»»
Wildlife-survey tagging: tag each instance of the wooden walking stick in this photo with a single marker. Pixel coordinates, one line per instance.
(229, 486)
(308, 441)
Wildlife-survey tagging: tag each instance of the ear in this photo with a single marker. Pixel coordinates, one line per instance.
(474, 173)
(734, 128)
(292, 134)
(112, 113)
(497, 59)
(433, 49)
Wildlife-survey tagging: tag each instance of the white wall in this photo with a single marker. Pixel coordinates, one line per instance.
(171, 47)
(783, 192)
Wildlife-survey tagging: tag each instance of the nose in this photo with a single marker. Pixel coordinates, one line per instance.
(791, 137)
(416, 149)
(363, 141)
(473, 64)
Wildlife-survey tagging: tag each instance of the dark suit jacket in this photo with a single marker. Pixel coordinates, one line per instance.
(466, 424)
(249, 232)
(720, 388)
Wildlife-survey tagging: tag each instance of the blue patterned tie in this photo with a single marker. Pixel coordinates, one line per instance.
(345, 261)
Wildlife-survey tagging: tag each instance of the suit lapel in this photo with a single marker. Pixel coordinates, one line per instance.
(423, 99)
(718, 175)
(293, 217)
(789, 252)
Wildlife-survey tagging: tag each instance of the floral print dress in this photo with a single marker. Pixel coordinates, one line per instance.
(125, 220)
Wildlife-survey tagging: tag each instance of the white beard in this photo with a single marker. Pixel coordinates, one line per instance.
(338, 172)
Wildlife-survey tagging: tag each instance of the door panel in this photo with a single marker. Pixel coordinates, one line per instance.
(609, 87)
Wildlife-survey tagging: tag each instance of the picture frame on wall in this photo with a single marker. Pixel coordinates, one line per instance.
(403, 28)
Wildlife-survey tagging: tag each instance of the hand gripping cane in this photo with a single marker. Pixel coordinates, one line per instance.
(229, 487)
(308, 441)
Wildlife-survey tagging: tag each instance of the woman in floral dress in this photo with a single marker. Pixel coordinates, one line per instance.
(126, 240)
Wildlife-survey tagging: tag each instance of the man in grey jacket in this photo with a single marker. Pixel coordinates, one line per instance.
««
Exactly reproduce every record.

• [OUTPUT BELOW]
Wildlife-survey tagging: tag each instance of the wooden walking stick in this photo with a single marker. Pixel coordinates, one line per instance.
(229, 486)
(308, 441)
Wildlife-survey tagging: tag each instance of the ear in this photo with a single marker. Pixel coordinates, one line per instance.
(474, 173)
(734, 128)
(292, 134)
(112, 113)
(497, 59)
(433, 49)
Wildlife-survey tagging: tag each instance of the white wall in this photo with a single marker. Pixel coordinates, one line per instance.
(171, 47)
(783, 192)
Wildlife-survey tagging: tag each instance of the nose in this photo with a single marker. Pixel coordinates, one line per instance.
(791, 137)
(416, 149)
(363, 141)
(473, 64)
Wildlife-survey tagging: tag each instance of the dark suit jacket in this photo with a single marker. Pixel coordinates, one line per instance.
(466, 424)
(249, 232)
(720, 388)
Wildlife-survey tagging: tag each instance of the blue patterned tie in this photo with a single marker. Pixel coordinates, one line per instance.
(345, 261)
Wildlife-survey tagging: tag each instance of the suit lapel in this photo with a single marker. Pixel coordinates, one line per instance.
(423, 99)
(718, 175)
(293, 217)
(789, 252)
Wildlife-survey tagging: tag each instance of the floral print dress in this photo with a single marker. Pixel coordinates, one line per instance.
(125, 220)
Wildlife-survey tagging: tag each instance of the white beard in this photo with a single marker. Pixel coordinates, one line per instance.
(338, 172)
Wildlife-survey tagging: tag each instance of the door panel in this photo with a single marker. Pixel coordinates, one line per instance.
(609, 87)
Wildlife-survey tagging: tag each instance of the picture frame on wall in this photo with a single marker. Pixel coordinates, one line per instance.
(403, 28)
Wildlife-survey tagging: tag each instance of the hand gripping cane in this photo with a single marker. Pixel coordinates, one line per instance.
(229, 487)
(308, 441)
Wildlife-survey tagging: tag each instance of the woman in floral dress in this photo with a single marker. Pixel coordinates, one line per instance.
(126, 240)
Wildlife-survey tagging: tag each instance of the man in grey jacket in this photo with a single marker. Pixel coordinates, one line per instance.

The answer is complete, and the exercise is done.